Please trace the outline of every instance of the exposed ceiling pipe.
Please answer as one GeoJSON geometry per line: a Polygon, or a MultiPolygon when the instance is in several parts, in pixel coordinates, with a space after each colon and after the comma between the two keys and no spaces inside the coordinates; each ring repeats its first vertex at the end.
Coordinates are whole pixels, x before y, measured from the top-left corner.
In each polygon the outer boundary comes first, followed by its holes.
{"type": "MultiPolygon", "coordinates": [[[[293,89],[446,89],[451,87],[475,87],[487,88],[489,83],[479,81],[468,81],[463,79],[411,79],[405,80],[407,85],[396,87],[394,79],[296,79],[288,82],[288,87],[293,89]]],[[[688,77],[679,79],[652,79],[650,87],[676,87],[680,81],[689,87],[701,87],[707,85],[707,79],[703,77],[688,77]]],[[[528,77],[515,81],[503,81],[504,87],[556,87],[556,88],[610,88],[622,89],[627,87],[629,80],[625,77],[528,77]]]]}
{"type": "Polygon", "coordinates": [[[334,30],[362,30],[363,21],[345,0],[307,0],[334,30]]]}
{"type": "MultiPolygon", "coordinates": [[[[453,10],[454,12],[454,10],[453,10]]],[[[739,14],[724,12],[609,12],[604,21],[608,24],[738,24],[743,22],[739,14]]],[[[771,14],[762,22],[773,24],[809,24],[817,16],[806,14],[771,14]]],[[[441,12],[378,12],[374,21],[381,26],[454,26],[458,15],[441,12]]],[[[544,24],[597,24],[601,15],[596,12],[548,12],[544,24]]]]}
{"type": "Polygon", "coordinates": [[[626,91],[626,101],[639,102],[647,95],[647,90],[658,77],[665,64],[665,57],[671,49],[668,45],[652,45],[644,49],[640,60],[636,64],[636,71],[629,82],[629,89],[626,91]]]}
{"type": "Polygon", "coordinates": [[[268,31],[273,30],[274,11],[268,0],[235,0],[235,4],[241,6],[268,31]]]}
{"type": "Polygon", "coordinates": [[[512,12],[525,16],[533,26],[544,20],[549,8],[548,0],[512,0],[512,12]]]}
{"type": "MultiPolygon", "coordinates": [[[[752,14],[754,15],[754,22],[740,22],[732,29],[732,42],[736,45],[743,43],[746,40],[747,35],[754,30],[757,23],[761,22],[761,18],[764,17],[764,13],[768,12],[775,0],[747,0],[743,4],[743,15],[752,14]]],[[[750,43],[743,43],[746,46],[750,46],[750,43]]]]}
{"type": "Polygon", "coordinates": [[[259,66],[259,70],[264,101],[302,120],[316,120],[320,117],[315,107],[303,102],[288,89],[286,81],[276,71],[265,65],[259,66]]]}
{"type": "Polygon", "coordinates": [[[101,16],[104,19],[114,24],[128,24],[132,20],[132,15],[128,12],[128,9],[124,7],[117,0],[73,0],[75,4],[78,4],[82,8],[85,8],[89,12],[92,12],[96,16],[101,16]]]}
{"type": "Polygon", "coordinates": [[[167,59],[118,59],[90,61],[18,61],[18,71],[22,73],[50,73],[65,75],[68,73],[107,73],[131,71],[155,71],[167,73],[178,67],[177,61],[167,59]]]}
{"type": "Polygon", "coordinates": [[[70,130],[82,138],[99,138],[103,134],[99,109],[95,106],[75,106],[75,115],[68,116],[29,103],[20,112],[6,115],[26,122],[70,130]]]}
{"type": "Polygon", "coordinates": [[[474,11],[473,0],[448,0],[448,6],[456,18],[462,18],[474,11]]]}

ASSIGNMENT — Within the data, how many lines hold "instance"? Respond with only the number.

ANSWER BOX — 2